• **TASK TO CARRY OUT**
Identify each line in the records below that contains the word "poker" and copy those lines. Matching is case-sensitive.

(Data lines)
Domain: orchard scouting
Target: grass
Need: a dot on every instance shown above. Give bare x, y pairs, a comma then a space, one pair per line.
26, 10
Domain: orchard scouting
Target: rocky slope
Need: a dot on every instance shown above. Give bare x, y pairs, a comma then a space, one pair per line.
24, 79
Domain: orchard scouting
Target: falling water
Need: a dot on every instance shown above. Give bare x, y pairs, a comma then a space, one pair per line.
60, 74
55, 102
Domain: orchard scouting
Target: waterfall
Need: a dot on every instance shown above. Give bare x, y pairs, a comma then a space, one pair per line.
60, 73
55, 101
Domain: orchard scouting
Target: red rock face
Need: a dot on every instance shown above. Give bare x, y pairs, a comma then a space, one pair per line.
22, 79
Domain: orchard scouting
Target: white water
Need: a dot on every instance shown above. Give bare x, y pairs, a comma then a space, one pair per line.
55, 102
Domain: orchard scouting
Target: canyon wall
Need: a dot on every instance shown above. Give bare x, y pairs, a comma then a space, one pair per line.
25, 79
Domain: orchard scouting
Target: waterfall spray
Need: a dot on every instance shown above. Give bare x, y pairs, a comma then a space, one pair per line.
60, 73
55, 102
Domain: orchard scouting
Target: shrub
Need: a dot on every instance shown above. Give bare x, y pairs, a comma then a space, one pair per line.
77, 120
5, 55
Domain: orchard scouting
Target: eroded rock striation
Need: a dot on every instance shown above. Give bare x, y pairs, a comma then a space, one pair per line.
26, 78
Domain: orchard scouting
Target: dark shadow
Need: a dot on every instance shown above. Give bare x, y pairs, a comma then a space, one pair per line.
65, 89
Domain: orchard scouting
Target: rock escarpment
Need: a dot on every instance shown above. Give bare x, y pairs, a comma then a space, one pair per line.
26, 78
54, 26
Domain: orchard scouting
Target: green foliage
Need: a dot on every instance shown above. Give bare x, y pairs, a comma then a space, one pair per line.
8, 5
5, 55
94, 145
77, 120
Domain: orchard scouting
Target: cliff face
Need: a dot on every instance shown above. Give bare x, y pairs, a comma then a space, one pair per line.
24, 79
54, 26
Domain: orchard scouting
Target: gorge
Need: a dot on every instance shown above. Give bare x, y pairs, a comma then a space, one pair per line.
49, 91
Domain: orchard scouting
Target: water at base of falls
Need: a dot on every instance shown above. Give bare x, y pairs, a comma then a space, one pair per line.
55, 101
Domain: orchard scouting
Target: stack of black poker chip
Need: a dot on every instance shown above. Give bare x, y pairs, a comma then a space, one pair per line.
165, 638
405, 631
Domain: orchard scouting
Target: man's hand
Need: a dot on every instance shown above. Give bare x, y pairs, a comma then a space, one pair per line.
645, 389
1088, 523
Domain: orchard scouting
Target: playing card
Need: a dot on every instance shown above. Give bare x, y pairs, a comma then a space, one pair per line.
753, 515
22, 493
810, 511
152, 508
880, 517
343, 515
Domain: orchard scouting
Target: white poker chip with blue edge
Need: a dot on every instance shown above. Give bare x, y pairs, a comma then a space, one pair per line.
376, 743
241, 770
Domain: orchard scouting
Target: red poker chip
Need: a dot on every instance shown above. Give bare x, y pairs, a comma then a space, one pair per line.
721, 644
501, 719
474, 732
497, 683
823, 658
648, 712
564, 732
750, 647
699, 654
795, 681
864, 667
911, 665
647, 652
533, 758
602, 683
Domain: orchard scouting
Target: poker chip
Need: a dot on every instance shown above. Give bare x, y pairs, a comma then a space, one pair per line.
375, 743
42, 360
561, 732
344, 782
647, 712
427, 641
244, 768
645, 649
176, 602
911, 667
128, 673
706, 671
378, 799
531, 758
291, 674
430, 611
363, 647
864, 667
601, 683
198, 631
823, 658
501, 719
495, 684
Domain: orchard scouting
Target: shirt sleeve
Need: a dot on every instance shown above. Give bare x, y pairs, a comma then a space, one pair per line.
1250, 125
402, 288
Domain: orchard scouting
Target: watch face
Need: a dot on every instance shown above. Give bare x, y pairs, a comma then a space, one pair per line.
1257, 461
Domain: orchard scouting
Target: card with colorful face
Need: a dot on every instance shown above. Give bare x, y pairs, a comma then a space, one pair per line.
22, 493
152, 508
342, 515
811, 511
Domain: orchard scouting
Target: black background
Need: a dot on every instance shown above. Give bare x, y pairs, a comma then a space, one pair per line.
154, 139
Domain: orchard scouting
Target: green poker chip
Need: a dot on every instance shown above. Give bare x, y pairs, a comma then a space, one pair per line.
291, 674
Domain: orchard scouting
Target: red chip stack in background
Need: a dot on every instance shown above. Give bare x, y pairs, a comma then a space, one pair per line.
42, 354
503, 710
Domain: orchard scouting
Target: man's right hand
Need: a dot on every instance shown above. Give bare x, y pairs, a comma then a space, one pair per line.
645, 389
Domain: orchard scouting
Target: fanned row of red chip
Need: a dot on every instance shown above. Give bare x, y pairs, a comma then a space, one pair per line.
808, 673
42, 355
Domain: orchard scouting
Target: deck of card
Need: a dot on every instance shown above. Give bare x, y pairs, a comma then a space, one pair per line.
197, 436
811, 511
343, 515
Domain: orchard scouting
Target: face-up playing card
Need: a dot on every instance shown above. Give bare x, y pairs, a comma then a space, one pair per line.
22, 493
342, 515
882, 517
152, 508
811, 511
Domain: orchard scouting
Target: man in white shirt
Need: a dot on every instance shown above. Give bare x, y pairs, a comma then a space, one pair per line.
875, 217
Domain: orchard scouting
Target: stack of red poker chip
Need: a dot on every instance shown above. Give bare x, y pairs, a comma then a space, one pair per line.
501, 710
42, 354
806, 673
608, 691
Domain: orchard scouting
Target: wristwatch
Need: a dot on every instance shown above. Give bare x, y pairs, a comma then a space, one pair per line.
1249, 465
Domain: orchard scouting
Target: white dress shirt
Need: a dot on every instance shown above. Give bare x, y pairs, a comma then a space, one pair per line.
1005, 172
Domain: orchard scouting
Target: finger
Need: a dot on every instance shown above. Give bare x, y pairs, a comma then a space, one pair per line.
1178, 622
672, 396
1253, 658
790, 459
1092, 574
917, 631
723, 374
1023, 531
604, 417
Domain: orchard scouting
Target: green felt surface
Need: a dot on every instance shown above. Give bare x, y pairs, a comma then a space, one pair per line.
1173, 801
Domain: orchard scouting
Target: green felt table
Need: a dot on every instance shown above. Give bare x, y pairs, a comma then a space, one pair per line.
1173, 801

• **FULL ANSWER**
Target: stack of black poker chip
Target: white poker chip with blue edge
Target: red poker chip
Target: poker chip
Target: green poker chip
Target: stack of red poker chip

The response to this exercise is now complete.